§ THE PROBLEM
Return, exactly, the line that contains "Confirm that each instance of the man in argyle" together with all lines after it to the end of the entries, and no further lines.

§ DATA SUPPLIED
>> Start

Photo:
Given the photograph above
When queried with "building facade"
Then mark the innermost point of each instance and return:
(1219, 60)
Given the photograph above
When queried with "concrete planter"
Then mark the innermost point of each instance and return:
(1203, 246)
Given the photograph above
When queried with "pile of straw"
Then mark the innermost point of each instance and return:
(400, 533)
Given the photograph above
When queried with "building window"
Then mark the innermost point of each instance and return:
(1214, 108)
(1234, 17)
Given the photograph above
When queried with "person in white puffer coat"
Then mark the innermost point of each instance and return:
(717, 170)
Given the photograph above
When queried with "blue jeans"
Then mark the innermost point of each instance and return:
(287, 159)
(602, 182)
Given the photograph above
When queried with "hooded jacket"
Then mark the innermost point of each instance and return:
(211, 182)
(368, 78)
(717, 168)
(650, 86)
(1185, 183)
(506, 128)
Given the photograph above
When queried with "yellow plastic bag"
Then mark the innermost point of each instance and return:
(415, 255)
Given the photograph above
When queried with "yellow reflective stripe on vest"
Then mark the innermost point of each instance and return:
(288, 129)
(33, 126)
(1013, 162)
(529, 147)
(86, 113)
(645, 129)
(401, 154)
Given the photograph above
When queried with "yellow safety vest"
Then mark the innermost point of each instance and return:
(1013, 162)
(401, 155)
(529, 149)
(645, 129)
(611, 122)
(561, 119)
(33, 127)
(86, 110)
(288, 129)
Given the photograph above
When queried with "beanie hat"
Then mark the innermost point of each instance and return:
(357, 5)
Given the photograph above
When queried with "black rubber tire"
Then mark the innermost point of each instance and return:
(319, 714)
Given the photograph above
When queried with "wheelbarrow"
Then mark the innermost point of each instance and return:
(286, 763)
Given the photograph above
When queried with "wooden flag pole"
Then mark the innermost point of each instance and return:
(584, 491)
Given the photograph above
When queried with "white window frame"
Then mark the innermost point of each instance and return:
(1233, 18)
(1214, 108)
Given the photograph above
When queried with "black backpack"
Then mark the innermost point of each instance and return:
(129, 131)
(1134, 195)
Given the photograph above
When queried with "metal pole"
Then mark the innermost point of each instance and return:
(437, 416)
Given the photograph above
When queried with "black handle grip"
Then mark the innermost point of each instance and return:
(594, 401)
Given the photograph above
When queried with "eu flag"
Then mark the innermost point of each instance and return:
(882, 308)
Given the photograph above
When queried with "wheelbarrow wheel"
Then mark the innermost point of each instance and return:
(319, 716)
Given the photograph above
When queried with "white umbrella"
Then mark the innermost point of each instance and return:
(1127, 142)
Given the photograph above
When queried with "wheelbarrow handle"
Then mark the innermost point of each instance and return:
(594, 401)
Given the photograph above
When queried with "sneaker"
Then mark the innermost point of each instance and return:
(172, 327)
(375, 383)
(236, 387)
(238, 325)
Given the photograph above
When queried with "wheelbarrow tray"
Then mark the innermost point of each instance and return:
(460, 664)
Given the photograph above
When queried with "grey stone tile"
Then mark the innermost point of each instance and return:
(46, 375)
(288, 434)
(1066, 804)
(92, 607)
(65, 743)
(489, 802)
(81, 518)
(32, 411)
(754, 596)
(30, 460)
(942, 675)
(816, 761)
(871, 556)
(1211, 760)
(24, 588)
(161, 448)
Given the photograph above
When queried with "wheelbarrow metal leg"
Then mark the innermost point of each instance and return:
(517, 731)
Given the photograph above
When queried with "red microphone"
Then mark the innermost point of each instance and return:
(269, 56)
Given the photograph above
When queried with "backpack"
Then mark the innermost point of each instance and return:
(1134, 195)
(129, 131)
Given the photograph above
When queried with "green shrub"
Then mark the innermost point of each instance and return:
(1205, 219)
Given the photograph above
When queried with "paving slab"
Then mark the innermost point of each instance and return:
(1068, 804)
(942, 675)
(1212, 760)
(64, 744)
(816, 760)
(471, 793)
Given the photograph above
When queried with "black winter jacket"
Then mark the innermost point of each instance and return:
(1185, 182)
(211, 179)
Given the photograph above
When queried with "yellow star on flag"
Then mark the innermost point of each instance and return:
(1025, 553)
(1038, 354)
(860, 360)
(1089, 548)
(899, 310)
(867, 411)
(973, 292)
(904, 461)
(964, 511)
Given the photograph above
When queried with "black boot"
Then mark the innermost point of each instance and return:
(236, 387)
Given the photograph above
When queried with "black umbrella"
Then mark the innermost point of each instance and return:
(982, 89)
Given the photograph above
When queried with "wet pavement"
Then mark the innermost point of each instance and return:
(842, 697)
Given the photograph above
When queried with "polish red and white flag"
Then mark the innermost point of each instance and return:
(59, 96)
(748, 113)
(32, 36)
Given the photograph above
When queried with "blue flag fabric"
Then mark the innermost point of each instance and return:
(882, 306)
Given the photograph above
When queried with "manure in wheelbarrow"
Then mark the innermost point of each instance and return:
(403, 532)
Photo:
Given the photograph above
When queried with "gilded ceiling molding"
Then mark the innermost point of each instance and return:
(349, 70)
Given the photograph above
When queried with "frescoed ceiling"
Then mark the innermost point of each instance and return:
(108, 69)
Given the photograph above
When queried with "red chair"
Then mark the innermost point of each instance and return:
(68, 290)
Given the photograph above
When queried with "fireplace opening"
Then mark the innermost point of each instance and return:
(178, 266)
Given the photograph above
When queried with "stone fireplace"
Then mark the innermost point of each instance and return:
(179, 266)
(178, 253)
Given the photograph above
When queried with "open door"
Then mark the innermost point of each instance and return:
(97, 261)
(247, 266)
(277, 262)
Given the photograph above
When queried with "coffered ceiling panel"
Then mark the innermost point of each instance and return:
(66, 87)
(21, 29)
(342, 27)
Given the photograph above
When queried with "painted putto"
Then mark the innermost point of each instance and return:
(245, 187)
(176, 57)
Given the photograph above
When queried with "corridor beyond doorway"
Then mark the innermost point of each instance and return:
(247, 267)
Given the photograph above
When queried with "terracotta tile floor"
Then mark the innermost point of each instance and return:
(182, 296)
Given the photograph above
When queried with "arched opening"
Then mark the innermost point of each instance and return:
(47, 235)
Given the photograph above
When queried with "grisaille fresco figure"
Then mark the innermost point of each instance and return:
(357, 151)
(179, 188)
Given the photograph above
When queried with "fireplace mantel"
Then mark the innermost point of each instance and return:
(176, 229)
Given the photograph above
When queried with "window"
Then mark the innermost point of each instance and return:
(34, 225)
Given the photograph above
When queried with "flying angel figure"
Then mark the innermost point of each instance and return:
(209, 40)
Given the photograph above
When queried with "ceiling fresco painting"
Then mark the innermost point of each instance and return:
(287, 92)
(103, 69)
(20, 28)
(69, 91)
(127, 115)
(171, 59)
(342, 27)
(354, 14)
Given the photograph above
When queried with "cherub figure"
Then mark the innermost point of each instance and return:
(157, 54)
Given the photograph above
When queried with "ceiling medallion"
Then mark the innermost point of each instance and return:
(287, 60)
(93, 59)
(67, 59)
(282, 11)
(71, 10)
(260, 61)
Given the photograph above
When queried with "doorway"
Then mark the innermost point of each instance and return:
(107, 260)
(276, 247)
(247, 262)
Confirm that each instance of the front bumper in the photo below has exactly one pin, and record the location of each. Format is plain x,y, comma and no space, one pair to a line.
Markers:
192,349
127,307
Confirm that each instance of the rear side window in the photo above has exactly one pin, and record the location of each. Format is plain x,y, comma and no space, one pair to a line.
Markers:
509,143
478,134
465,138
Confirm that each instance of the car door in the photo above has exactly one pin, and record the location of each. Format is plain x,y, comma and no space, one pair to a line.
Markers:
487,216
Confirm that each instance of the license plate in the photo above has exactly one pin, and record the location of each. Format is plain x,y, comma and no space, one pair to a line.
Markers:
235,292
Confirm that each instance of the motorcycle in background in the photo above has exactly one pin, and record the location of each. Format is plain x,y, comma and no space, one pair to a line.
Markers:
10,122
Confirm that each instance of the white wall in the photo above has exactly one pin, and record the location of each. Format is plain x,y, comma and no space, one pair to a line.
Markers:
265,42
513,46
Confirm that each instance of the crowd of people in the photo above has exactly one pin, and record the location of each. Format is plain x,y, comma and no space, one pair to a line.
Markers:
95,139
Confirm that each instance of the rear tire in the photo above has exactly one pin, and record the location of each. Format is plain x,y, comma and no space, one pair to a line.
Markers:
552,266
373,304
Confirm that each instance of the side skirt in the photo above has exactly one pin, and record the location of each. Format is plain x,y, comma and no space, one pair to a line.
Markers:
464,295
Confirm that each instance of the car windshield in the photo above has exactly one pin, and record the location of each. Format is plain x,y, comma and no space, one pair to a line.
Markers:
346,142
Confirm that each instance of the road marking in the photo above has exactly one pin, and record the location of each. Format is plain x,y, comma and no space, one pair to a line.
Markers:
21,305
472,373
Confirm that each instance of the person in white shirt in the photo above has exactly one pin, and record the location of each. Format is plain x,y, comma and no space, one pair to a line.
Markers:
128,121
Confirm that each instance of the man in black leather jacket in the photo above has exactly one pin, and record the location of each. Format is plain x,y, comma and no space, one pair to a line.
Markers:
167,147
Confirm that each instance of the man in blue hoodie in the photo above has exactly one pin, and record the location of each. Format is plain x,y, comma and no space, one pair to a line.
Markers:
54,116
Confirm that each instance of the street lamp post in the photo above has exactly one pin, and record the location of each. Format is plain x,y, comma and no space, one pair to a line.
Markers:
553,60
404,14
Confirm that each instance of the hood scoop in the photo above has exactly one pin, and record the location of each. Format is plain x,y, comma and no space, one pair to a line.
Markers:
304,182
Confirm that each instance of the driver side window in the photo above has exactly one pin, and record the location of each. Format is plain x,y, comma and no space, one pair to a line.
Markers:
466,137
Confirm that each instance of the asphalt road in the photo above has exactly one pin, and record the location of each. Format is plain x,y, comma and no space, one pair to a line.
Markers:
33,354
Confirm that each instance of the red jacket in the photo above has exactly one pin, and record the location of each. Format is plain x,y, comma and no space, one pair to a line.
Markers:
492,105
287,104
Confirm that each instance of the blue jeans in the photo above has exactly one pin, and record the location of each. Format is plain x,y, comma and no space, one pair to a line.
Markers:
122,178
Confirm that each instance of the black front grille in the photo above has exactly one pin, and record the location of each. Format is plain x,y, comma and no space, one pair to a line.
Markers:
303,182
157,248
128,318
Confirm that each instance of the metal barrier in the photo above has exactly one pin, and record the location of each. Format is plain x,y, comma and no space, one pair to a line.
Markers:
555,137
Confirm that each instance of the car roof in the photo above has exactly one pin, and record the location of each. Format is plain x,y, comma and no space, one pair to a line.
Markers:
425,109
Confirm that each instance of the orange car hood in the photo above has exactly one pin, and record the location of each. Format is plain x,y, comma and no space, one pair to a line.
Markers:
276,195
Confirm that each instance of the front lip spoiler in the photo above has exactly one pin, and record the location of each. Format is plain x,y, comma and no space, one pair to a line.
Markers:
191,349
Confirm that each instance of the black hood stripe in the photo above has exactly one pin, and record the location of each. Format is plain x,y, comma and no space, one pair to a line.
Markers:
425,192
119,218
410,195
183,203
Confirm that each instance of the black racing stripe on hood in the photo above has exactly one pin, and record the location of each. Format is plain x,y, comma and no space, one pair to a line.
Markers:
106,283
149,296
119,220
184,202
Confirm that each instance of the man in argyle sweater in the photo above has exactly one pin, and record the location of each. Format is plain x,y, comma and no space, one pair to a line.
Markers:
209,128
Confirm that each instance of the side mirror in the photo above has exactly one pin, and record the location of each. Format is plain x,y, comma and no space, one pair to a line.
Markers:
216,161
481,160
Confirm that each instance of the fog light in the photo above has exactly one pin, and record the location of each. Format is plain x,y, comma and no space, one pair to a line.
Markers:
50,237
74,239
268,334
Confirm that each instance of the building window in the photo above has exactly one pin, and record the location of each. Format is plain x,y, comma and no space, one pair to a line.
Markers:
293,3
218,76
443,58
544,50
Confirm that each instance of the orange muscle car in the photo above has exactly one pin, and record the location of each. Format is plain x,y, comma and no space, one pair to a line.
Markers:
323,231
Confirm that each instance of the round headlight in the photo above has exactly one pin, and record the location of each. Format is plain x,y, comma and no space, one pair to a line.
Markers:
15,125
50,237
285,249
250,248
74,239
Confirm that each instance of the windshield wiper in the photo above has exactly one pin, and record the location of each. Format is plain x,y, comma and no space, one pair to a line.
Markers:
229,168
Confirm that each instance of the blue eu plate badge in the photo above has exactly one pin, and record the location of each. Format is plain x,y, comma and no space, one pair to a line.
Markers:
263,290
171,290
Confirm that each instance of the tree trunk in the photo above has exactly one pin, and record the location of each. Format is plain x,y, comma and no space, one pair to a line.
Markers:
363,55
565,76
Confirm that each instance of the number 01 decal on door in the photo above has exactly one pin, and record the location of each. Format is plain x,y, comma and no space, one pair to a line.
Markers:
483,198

>> End

§ REPLY TO THE EXERCISE
Confirm that each instance of the man in argyle sweater in the photo above has exactly one pin, and record the location of each. Format is plain x,y, comma and no space, one pair to a line.
Markers:
209,128
Confirm that each instance of the side mirror in the photo above has exactly one pin, and record the location of each. Format is plain x,y, comma and no space, one pair to a line.
Markers:
216,161
481,160
Confirm that each instance of the fog light in the photo above has exactly one pin, and record the location of each. Format is plain x,y, comma and no space, one pair to a line.
Markers:
50,237
74,239
268,334
Confirm that each instance of the building window in the photo above has exactly one pin, and record the location of each. Format is plain x,y, comma and no space, one pair to a line.
Markers:
293,3
218,76
443,58
544,50
Confirm that each instance of the orange muscle car in the photo above has exactly one pin, and record the location of each. Format is plain x,y, comma and no space, one pair to a line.
Markers:
323,231
Confirm that each instance of the round headlight in the photo above has exactly one pin, and record the location of each. Format is plain x,y, comma and no space, one pair to a line.
Markers:
15,125
50,237
285,249
250,248
74,239
Confirm that each instance of the windshield wiper in the photo above has exactly one pin, and record the location of each. Format is plain x,y, comma and no space, one pair to a line.
Markers:
229,168
Confirm that each instance of the blue eu plate badge in the photo above has exactly one pin, and record the location of each. Format is plain x,y, comma and no space, one pair to a line.
Markers:
263,290
171,290
Confirm that each instance of the tree trunk in the photo above has exactly one pin, and record the location of each. Format is plain x,y, comma and no space, one pair to a line.
Markers:
363,55
565,76
Confirm that each instance of the number 01 decal on door in the photo above has exactly one pin, and record the location of each. Format is plain x,y, comma and no space, one pair to a line.
Markers:
483,198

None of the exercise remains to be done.